** BEGIN Record set **
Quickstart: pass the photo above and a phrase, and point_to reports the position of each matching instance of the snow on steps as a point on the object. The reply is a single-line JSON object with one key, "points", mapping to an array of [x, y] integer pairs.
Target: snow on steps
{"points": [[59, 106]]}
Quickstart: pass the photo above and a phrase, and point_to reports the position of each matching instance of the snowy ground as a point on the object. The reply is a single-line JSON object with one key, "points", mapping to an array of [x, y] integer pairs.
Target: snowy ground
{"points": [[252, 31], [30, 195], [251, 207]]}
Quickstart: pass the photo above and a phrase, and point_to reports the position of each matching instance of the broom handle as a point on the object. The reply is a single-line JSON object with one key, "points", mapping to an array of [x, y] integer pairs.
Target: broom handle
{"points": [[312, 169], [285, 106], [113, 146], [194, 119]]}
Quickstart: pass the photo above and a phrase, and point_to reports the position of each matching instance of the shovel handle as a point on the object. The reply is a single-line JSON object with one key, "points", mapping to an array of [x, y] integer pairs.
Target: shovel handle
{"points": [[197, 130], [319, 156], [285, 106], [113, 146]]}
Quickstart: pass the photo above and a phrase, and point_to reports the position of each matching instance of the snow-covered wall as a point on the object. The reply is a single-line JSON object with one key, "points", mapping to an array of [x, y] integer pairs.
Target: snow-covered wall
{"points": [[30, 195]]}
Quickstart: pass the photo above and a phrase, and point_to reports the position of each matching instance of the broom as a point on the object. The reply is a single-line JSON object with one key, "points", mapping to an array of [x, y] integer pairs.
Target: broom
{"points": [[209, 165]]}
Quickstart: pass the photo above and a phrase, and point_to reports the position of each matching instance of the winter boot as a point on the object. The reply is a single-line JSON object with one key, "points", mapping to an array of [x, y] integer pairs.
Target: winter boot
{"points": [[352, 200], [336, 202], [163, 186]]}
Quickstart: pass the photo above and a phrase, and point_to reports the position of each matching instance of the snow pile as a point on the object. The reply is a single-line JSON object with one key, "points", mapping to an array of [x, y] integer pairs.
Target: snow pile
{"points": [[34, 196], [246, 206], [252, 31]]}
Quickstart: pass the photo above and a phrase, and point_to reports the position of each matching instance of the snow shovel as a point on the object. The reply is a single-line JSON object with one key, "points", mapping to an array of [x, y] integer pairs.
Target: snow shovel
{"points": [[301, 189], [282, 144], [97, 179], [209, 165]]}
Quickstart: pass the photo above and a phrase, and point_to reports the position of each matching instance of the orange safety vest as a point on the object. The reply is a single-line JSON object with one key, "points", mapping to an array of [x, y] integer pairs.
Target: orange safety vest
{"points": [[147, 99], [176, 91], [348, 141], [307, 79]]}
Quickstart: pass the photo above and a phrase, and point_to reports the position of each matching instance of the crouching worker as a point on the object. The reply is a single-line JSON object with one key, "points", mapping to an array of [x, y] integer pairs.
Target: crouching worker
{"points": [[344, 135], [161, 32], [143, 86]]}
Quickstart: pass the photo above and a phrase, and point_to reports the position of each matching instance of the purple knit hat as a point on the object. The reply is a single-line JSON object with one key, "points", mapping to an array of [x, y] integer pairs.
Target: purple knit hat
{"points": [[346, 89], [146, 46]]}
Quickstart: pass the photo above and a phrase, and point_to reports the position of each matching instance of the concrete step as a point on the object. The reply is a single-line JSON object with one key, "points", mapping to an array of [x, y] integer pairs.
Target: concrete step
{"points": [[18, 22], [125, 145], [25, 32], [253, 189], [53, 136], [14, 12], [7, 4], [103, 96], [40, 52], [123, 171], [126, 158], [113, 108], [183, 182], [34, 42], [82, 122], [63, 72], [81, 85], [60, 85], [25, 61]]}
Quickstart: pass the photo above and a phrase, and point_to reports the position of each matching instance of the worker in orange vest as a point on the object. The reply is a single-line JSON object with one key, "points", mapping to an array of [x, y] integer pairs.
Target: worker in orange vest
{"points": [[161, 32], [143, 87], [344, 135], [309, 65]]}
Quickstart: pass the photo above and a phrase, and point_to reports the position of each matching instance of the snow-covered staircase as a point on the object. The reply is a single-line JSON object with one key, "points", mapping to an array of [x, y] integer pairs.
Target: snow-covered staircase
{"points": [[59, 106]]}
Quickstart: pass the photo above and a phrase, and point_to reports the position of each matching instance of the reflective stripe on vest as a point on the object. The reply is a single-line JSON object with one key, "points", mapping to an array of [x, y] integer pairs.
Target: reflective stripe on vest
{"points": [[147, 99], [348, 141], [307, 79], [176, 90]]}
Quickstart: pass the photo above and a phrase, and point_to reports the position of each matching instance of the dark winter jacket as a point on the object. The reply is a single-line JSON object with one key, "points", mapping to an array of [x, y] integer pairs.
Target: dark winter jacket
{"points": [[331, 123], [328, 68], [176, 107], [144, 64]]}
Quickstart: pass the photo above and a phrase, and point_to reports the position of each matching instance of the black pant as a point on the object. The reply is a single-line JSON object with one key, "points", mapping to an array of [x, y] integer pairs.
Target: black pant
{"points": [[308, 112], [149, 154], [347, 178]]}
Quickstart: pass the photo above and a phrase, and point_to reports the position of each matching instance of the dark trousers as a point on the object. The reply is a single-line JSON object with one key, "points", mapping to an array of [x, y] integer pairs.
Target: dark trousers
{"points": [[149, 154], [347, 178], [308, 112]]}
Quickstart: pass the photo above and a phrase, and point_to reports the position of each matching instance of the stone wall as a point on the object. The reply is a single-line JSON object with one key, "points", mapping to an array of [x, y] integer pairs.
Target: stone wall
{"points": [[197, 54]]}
** END Record set **
## Goal of the exercise
Please print these lines again, unchanged.

## Response
Quickstart: pass the photo above and a phrase, and point_to reports the position of each matching instance of the snow on steps as a point on the object. The reply is a single-line JSON object with one key, "points", mapping to an array of [x, y] integer pairs.
Target: snow on steps
{"points": [[59, 106]]}
Quickstart: pass the photo above and a phrase, and point_to reports the position of each matching instance of the snowy ground as a point on the object. The reply is a single-line JSON object with one key, "points", mapping to an array of [x, y] integer pairs.
Target: snowy ground
{"points": [[252, 31], [30, 195], [251, 207]]}
Quickstart: pass the photo above and a phrase, and point_to reports the position of each matching instance of the broom handle as a point on the object. The reply is a single-line JSON object with one key, "points", mapping to an array of [x, y] integer pairs.
Target: broom handle
{"points": [[312, 169], [285, 106], [113, 146], [194, 119]]}
Quickstart: pass the photo above and a phrase, and point_to reports the position of each matching instance of the shovel handle as a point on the object. The reply is a single-line JSON object with one key, "points", mapping to an array of [x, y] integer pairs.
Target: shovel handle
{"points": [[197, 130], [319, 156], [285, 106], [113, 146]]}
Quickstart: pass the photo above and a phrase, and point_to reports the position of each matching instance of the snow-covered wall as a point on the object. The reply is a single-line JSON object with one key, "points", mapping to an array of [x, y] integer pairs.
Target: snow-covered wall
{"points": [[30, 195]]}
Quickstart: pass the photo above and a phrase, and point_to reports the position of each matching instance of the broom as a point on the object. The reply is a single-line JSON object with one key, "points", mapping to an array of [x, y] integer pairs.
Target: broom
{"points": [[209, 165]]}
Quickstart: pass the photo above and a phrase, and point_to reports the position of each matching instance of the winter boot as a point on the object. The reply is a single-line JSON object with one key, "points", mapping to an array of [x, y] integer pairs.
Target: winter boot
{"points": [[352, 200], [336, 202], [163, 186]]}
Quickstart: pass the photo above and a phrase, and point_to reports the position of each matching instance of the snow pile as a point on the object. The reply is a single-line JSON object with one key, "points", mapping to an array of [x, y] integer pairs.
Target: snow pile
{"points": [[34, 196], [246, 206], [252, 31]]}
Quickstart: pass the photo above and a phrase, and point_to reports the position of each matching instance of the snow shovel as a point on the object. The reply is a single-line JSON object with one key, "points", mapping to an array of [x, y] integer pairs.
Target: snow shovel
{"points": [[301, 189], [282, 144], [97, 179], [209, 165]]}
Quickstart: pass the photo above and a phrase, and point_to reports the position of each matching instance of the orange safety vest as a point on the object. The reply is a single-line JSON object with one key, "points", mapping to an array of [x, y] integer pairs.
Target: orange safety vest
{"points": [[147, 99], [176, 91], [348, 141], [307, 79]]}
Quickstart: pass the photo above and a phrase, and point_to reports the position of each matching instance of the crouching worker as a point on the object. The reply is a single-line JSON object with one key, "points", mapping to an array of [x, y] integer pairs.
Target: crouching worker
{"points": [[344, 135], [161, 32], [143, 86]]}
Quickstart: pass the photo above and a phrase, and point_to reports the position of each matching instance of the purple knit hat as a point on the object. The reply is a single-line JSON object with one key, "points", mapping to an array of [x, y] integer pairs.
Target: purple knit hat
{"points": [[346, 89], [146, 46]]}
Quickstart: pass the photo above and a phrase, and point_to reports the position of each matching instance of the concrete step as a point on the object. The reply is a single-line JSON object with one key, "points", mapping to an array of [x, y] integer pairs.
Target: concrete step
{"points": [[18, 22], [125, 145], [25, 32], [253, 189], [53, 136], [14, 12], [7, 4], [103, 96], [40, 52], [123, 171], [126, 158], [113, 108], [183, 182], [34, 42], [82, 122], [63, 72], [81, 85], [60, 85], [25, 61]]}
Quickstart: pass the photo above and a phrase, and point_to reports the position of each matching instance of the worker in orange vest as a point on the object. The reply is a single-line JSON object with one key, "points", mapping to an array of [x, y] integer pairs.
Target: worker in orange vest
{"points": [[161, 32], [143, 87], [344, 135], [309, 65]]}
Quickstart: pass the photo above and a phrase, and point_to reports the position of each matching instance of the snow-covered staircase as a point on the object. The reply is a single-line JSON object with one key, "points", mapping to an array of [x, y] integer pairs.
Target: snow-covered staircase
{"points": [[59, 106]]}
Quickstart: pass the photo above and a phrase, and point_to reports the position of each matching instance of the reflective stripe on vest as a point on the object. The reply is a single-line JSON object with one key, "points", mapping to an array of [x, y] integer pairs.
Target: reflective stripe on vest
{"points": [[147, 99], [348, 141], [307, 79], [176, 90]]}
Quickstart: pass the photo above and a phrase, and point_to reports the position of each matching instance of the dark winter jacket as a point on the object. The reply is a single-line JSON object with one key, "points", mapping to an array of [x, y] integer pairs.
Target: dark winter jacket
{"points": [[331, 123], [328, 68], [176, 107], [144, 64]]}
Quickstart: pass the photo above and a phrase, and point_to reports the position of each matching instance of the black pant as a point on the object. The reply is a single-line JSON object with one key, "points", mapping to an array of [x, y] integer pairs.
Target: black pant
{"points": [[308, 112], [149, 154], [347, 178]]}
Quickstart: pass the photo above and a phrase, and point_to reports the position of each matching instance of the dark trousers as a point on the object. The reply is a single-line JSON object with one key, "points", mapping to an array of [x, y] integer pairs.
Target: dark trousers
{"points": [[149, 154], [347, 178], [308, 112]]}
Quickstart: pass the photo above and a phrase, and point_to reports the position of each matching instance of the stone wall as a point on the object. The reply is a single-line JSON object with one key, "points", mapping to an array of [x, y] integer pairs.
Target: stone wall
{"points": [[197, 54]]}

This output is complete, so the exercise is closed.